begin DATASET
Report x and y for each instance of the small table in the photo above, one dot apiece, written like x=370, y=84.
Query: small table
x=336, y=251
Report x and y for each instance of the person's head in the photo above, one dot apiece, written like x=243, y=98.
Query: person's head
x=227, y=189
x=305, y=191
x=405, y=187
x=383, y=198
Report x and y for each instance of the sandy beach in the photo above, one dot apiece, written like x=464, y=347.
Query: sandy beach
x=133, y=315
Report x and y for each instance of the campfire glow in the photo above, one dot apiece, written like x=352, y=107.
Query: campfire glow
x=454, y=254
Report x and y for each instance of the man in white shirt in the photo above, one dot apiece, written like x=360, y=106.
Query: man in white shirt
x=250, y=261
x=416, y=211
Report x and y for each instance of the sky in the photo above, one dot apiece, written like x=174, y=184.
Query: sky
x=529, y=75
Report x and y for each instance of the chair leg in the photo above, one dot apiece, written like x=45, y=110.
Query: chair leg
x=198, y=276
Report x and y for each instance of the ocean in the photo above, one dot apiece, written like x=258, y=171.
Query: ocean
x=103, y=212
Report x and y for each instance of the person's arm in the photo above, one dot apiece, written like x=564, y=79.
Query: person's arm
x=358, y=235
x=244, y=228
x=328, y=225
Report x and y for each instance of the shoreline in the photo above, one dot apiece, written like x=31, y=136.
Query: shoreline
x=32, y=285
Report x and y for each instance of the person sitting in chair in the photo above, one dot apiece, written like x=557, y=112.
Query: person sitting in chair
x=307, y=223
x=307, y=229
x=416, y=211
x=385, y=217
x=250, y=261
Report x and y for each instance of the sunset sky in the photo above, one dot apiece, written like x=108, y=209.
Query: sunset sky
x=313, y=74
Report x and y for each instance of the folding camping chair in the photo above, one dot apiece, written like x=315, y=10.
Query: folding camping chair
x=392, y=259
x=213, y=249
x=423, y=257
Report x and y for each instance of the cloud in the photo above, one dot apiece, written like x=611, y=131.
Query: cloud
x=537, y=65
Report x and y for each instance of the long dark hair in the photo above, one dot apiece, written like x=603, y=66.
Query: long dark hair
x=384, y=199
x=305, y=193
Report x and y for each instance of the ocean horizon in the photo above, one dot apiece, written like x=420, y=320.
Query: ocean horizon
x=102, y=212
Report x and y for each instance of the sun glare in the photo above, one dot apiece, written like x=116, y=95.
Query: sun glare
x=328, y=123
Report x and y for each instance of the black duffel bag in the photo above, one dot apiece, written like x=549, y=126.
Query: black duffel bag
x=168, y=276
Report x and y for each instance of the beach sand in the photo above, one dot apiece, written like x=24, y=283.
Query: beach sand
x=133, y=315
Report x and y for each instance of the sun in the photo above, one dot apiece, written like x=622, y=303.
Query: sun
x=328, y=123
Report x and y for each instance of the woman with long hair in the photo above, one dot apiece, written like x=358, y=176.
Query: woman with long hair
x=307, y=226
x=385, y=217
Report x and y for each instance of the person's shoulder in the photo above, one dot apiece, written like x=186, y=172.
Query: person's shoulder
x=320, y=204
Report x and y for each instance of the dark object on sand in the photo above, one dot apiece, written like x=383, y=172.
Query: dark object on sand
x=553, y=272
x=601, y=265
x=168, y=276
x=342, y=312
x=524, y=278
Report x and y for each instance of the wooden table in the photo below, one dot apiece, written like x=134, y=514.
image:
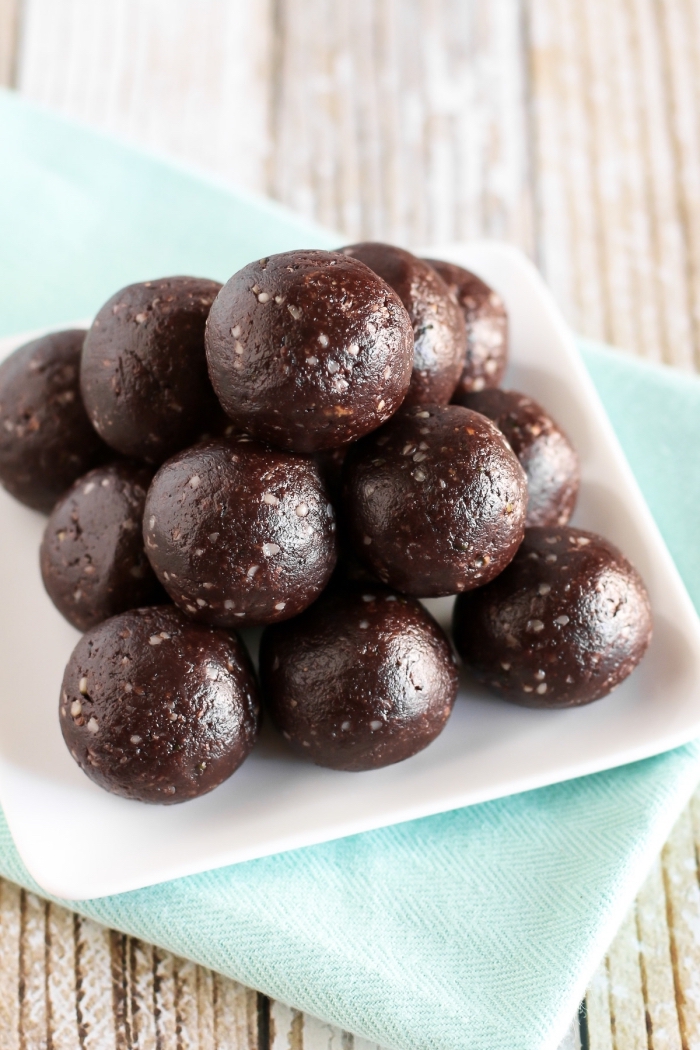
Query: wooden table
x=569, y=127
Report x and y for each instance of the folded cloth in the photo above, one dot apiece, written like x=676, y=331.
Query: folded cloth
x=478, y=928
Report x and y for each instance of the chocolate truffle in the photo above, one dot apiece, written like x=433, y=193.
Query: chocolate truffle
x=309, y=350
x=92, y=559
x=157, y=709
x=239, y=533
x=144, y=370
x=545, y=452
x=440, y=338
x=364, y=678
x=436, y=501
x=46, y=440
x=566, y=623
x=487, y=327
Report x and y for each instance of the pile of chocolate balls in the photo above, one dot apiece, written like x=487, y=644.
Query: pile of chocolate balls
end DATASET
Copy every item above word for word, leaving out the pictures.

§ **OUTPUT FOR THIS EXERCISE**
Report x and y for each instance of the small table in the photo above, one dot apiece, written like x=370, y=84.
Query: small table
x=336, y=251
Report x and y for each instance of the person's head in the photo above, one dot apiece, written like x=243, y=98.
Query: person's head
x=227, y=189
x=305, y=191
x=405, y=187
x=383, y=198
Report x and y for each instance of the sandy beach in the photo above, one dot apiece, written like x=464, y=347.
Query: sandy beach
x=133, y=315
Report x and y for each instance of the campfire glow in the photo above, one dot apiece, written like x=352, y=107.
Query: campfire glow
x=454, y=254
Report x and y for each instance of the man in white shirt in the photo above, one dot apiece, written like x=360, y=106.
Query: man in white shirt
x=250, y=261
x=416, y=211
Report x and y for each instance of the sky in the photo above, one dot apiece, written like x=174, y=184.
Query: sky
x=529, y=75
Report x and y for each instance of the chair leg in the photo above, one dot apiece, written like x=45, y=110.
Query: chair leg
x=198, y=276
Report x and y for each instance of the ocean in the photo above, one dot apiece, written like x=258, y=171.
Query: ocean
x=103, y=212
Report x and y for each instance of the person's arm in the photo above, one dot apiece, written like x=564, y=79.
Query: person's arm
x=358, y=235
x=244, y=228
x=328, y=225
Report x and y for each instance of the shoreline in the photo above, one dot apiece, written like x=31, y=136.
Query: shoreline
x=32, y=285
Report x and y for each instance of the person sitting in chair in the photo above, one dot apiece, written like x=557, y=112.
Query: person sitting in chair
x=307, y=223
x=307, y=229
x=416, y=211
x=385, y=217
x=250, y=261
Report x and y for each instance of the sunset sky in the photo above, one dot apiece, written like x=108, y=209.
Query: sunset sky
x=313, y=74
Report x and y for each instance of the folding camping chair in the photo above, one dot apiece, written like x=315, y=10.
Query: folding camping chair
x=392, y=259
x=213, y=249
x=423, y=257
Report x and y for each instance of the cloud in the photo above, one dot apiece, written like x=611, y=131.
Query: cloud
x=537, y=65
Report x and y for each instance of the long dark hair in the photo above, one dot apiece, written like x=603, y=66.
Query: long dark hair
x=384, y=199
x=305, y=193
Report x and y for each instance of the ocean horizon in the photo above, one dot apiece, written like x=420, y=320.
Query: ocean horizon
x=102, y=212
Report x and y for each instance of the sun glare in the photo above, one dot apiece, written like x=116, y=95.
Query: sun glare
x=328, y=123
Report x and y for each instance of the black duffel bag in the photo above, one dot apiece, written like x=549, y=126.
Query: black duffel bag
x=168, y=276
Report x and y for each instance of the beach sand in the photo above, one dot apiece, written like x=24, y=283.
Query: beach sand
x=133, y=315
Report x and y for each instance of the sun in the photo above, one dot apiece, written like x=622, y=303.
Query: sun
x=328, y=123
Report x and y for each instance of the woman with long hair in the photo above, one dot apiece, written like x=358, y=176.
Query: woman with long hair
x=307, y=226
x=385, y=217
Report x and y for each instance of the person's shoulder in the photo above, one dot apiece, written like x=186, y=172.
Query: person's shoulder
x=320, y=204
Report x and y for each instance of the dark object on sand in the photo above, one dot apiece, written like x=383, y=172.
Query: dark object on sand
x=553, y=272
x=601, y=265
x=168, y=276
x=342, y=312
x=524, y=278
Report x and y for each instance of the wooden table in the photo below, one dot apiece, written like x=134, y=514.
image:
Query: wooden table
x=569, y=127
Report x and y for each instance of the folded cloth in the photo above, one dot apiece, written like x=676, y=331.
Query: folded cloth
x=478, y=928
Report x and y for each instance of the chocolate truffle in the photo above, one dot apiece, written like x=433, y=193.
Query: chocolate truffle
x=309, y=350
x=92, y=559
x=157, y=709
x=239, y=533
x=144, y=370
x=545, y=452
x=440, y=338
x=364, y=678
x=436, y=501
x=46, y=440
x=566, y=623
x=487, y=327
Report x and y for each instance of the pile of chocolate balls in the photo above, one dot apiece, written like x=487, y=644.
Query: pile of chocolate balls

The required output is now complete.